| TASK PROMPT |
Each record below should be repeated precisely as written.

— start of SUPPLIED DATA —

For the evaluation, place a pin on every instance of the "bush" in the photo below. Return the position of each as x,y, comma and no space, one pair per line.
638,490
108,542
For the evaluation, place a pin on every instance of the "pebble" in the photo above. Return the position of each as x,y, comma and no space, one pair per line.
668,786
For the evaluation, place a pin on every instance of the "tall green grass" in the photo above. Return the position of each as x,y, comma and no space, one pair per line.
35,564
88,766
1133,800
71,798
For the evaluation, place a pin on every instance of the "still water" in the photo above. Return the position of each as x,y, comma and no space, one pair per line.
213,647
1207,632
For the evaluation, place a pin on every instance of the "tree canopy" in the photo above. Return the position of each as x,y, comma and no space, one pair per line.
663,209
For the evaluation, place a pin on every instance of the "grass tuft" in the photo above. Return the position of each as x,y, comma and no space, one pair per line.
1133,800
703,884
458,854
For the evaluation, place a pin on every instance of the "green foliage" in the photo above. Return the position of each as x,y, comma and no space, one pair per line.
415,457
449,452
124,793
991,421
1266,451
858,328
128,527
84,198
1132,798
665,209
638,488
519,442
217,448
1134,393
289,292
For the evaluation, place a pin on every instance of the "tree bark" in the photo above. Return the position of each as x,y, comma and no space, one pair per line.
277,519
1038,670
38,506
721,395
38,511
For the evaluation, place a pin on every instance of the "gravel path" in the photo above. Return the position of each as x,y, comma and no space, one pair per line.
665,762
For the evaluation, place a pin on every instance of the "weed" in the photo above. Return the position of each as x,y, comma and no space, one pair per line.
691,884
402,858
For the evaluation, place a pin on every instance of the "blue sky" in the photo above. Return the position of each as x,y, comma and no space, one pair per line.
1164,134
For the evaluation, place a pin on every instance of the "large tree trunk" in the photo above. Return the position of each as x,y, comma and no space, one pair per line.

— end of SUPPLIED DATA —

| TASK RESPONSE |
For the evaluation, place a pin on every instance of the "bush" in the photo below. Return the position of each as x,y, comma and no space, one pair per line.
638,490
108,542
For the evaluation, place a pin on every instance of the "pebble" in the photo above. Return the position of each as x,y, comma and no space, one pair per line.
668,786
For the evaluation, place a pin on every instance of the "tall green grass" in the photo above. Return the position of each as x,y, comma and no space, one pair per line.
35,564
88,766
1133,800
71,798
For the evaluation, place a pin on every instance of the "still water" in the photo above. Return the position of each as x,y, comma and no space, one pair per line.
213,647
1207,632
For the evaluation, place a pin on every instance of the "tree canopy" in the photo above. Return the position of each as x,y, comma and no space, one pair per line.
663,209
For the evaluation, place a pin on every instance of the "grass tuft" in the photo above. Return the position of each as x,y, comma and no space, one pair per line.
1133,800
703,884
458,854
For the evaluation, place a pin on every instance of the "green foliage" in the photo above. Return the position of each as x,y, comma and no space, one pair per line.
415,457
449,452
124,793
991,421
1266,451
858,328
128,527
84,198
1132,798
665,209
638,488
519,442
217,448
1134,393
289,292
For the evaluation, place a pin on every instance of the "tree bark" in the photo above. Return the position of each as x,y, comma and no space, one pair per line.
277,519
1038,670
38,506
721,395
38,511
For the evaluation, place a pin on every instance of the "gravel path" in the photo above. Return the position of each as x,y, comma and no space, one pair per line.
665,762
For the evaluation, place a pin on every instance of the "weed" in the photo above. Return the position of each as x,y, comma and no space, one pair per line.
691,884
402,858
For the evaluation, place a pin on every instance of the "blue sky" in the photo above. Return the position of each as x,y, comma and no space, one pair per line.
1164,134
For the evaluation, place a pin on every instance of the "large tree trunk" in the photo above. Return the position of each as x,y, comma and no space, one pair per line.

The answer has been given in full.